● TASK
Give only the lines from the one containing "Where can the green grass" through the end of the material below, exactly as written.

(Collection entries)
#####

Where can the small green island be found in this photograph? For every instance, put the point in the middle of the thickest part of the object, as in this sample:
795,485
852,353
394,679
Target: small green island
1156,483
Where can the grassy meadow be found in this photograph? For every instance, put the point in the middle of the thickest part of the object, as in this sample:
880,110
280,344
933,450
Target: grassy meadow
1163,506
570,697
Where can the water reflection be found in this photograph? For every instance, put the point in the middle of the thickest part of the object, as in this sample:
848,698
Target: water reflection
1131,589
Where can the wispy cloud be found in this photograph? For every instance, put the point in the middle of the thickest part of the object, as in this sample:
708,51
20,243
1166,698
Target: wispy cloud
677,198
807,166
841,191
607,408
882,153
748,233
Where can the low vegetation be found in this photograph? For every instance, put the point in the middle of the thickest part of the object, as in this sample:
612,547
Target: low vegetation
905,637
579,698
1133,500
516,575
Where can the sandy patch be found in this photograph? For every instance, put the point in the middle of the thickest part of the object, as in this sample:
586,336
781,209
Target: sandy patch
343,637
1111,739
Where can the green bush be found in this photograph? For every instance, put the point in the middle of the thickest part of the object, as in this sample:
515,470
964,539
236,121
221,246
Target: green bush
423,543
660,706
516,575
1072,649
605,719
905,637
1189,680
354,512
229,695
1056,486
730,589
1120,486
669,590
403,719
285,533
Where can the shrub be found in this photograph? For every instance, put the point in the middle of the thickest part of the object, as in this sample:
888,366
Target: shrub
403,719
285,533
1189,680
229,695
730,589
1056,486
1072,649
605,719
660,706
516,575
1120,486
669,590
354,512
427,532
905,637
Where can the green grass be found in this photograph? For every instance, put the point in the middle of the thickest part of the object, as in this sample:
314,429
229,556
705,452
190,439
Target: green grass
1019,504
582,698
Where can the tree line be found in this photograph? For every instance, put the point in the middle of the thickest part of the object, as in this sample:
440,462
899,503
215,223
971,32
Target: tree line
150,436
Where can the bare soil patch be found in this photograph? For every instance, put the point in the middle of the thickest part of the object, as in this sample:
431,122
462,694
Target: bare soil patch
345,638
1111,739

#####

● OUTPUT OF THE TASK
Where can the green grass be found in this photograph? For every instance, put the point in the middle of the thickest part of the object, as in this sample:
314,429
229,556
705,452
190,439
Target: green grass
1019,504
582,698
Where can the tree line be found in this photograph? For every instance, put the point in the middle of the thickest part of the object, as in this sample:
440,462
899,503
215,223
971,32
Target: tree line
150,436
Where can the bare soil patch be found in this photograph? For every instance, put the point in the middle of the thickest part of the object, as in this sample:
431,122
462,694
Target: bare soil patch
345,638
1111,739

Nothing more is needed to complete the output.